:: READING TEXT ::
☆ ☆ ☆ ☆ ☆

- Born: May 10, 1972 (age 54) Poprad, Czechoslovakia (now Slovakia)
- Education: Slovak University of Technology in Bratislava
- Known for: Being the first scientist based in Slovakia to receive the European Research Council grant
- Scientific career
- Fields: Chemistry
- Workplaces: Slovak Academy of Sciences Glycanostics
- Doctoral advisor: Ernest Šturdík

= Ján Tkáč =

Slovak chemist

Ján Tkáč (born 10 May 1972) in Poprad is a Slovak chemist known for being the first Slovak scientist based in Slovakia to receive the European Research Council grant.

☆ ☆ ☆ ☆ ☆

:: SUPPLIED INFORMATION ::
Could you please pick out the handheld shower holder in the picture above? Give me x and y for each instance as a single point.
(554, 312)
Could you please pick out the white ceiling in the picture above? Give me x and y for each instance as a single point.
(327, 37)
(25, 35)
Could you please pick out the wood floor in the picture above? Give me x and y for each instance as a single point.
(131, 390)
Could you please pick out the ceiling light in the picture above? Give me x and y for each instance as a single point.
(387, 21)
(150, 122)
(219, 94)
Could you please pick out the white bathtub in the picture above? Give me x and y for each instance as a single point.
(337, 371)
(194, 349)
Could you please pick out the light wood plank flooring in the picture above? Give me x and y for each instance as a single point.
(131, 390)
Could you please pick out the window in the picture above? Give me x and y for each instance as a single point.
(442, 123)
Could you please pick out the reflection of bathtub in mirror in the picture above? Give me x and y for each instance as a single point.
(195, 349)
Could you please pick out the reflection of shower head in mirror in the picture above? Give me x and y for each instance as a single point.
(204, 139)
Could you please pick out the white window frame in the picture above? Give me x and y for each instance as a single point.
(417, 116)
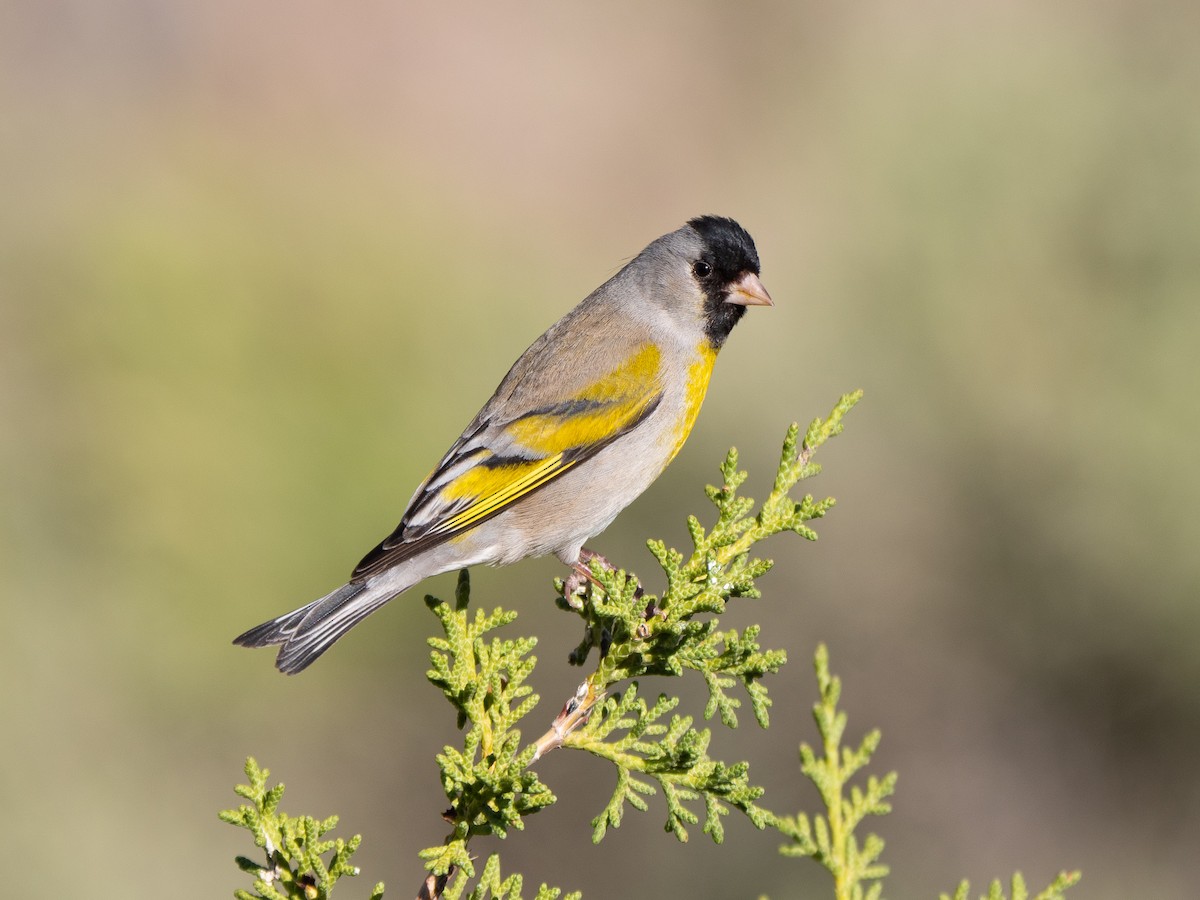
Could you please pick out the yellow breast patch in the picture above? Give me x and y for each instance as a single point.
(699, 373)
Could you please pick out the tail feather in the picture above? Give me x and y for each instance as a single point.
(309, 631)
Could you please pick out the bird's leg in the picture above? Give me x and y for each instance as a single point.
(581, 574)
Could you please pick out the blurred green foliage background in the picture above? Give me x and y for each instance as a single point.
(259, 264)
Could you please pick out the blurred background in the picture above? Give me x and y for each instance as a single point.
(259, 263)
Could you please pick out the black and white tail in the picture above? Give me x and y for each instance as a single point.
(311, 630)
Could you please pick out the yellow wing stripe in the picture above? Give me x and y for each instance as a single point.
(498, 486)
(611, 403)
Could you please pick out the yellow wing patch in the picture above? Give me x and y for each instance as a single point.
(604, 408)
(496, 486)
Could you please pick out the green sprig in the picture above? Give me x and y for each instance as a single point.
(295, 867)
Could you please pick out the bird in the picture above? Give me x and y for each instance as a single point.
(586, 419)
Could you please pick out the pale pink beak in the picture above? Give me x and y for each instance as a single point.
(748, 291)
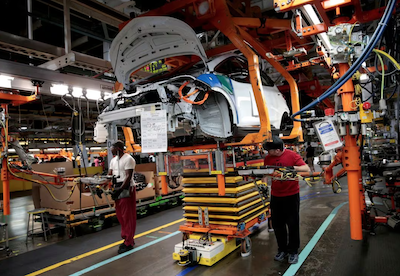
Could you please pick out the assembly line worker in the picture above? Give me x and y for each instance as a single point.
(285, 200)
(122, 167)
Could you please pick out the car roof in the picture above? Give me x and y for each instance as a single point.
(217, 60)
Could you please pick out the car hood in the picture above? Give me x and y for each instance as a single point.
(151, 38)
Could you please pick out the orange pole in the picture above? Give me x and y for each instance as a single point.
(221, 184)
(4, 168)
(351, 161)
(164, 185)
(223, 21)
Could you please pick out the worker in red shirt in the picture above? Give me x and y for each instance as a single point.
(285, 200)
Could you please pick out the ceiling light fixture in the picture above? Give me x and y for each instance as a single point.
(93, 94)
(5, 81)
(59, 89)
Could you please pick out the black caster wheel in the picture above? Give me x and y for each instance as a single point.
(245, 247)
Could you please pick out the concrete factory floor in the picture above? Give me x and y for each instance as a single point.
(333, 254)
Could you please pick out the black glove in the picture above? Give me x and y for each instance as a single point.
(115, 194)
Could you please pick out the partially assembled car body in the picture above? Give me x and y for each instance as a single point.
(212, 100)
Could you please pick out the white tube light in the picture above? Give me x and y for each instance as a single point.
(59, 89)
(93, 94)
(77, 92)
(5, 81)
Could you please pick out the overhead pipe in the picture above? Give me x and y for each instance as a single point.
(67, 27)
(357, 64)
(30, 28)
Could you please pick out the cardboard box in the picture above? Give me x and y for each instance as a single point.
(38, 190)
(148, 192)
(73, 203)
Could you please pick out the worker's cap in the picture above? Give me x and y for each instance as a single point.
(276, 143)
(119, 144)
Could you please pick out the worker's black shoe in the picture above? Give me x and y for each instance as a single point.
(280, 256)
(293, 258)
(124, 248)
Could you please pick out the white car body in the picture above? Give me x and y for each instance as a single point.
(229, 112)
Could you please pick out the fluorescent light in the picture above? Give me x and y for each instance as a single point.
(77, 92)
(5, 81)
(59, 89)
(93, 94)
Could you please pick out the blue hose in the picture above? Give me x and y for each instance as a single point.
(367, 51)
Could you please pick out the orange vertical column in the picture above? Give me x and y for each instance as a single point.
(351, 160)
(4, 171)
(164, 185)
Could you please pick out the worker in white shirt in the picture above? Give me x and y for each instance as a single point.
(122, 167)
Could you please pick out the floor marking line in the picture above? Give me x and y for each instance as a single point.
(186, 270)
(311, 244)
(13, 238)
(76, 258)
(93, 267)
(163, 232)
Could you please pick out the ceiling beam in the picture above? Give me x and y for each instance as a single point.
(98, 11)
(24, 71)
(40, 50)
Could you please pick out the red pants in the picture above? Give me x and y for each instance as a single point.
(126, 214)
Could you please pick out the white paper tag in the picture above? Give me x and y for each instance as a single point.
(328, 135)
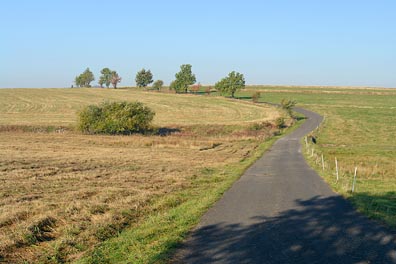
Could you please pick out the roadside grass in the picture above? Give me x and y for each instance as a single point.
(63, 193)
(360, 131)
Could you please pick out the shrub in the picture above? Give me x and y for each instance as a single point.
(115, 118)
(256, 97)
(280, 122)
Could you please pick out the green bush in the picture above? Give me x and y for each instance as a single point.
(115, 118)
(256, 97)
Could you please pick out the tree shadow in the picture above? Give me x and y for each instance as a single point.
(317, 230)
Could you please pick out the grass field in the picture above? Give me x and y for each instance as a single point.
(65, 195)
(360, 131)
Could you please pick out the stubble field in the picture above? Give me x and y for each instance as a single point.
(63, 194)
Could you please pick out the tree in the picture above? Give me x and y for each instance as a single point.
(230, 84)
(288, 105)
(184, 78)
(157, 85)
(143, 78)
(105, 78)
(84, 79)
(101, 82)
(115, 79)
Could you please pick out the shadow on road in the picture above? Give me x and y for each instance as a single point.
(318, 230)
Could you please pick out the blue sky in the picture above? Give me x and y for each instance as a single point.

☆ ☆ ☆ ☆ ☆

:: USING THE INFORMATION ::
**a)** From the text on Ján Tkáč, copy the passage that starts at the words "- Education: Slovak" and ends after the words "Research Council grant.".
**b)** Answer these questions from the text on Ján Tkáč:
(i) Which university did he attend?
(ii) Who was his doctoral advisor?
(iii) In which town was he born?
**c)** Continue the text on Ján Tkáč from its last sentence.

:: SET OF ANSWERS ::
**a)**
- Education: Slovak University of Technology in Bratislava
- Known for: Being the first scientist based in Slovakia to receive the European Research Council grant
- Scientific career
- Fields: Chemistry
- Workplaces: Slovak Academy of Sciences Glycanostics
- Doctoral advisor: Ernest Šturdík

= Ján Tkáč =

Slovak chemist

Ján Tkáč (born 10 May 1972) in Poprad is a Slovak chemist known for being the first Slovak scientist based in Slovakia to receive the European Research Council grant.

**b)**
(i) Slovak University of Technology in Bratislava
(ii) Ernest Šturdík
(iii) Poprad

**c)**
Tkáč got his PhD in Chemistry in 2000 at the Slovak University of Technology in Bratislava. Following his graduation, he shortly worked at the Slovak Academy of Sciences and then abroad at Linköping University (2001-2003), Lund University (2003-2006, supported by the Marie Curie Individual Fellowship) and at Oxford (2006-2008). In 2012, he returned to the Slovak Academy of Sciences with a European Research Council grant.

Tkáč's research focuses on the research of glycans for the diagnosis of some oncological diseases.

In 2018, he received European Research Council Proof of Concept grant with his new start up Glycanostics.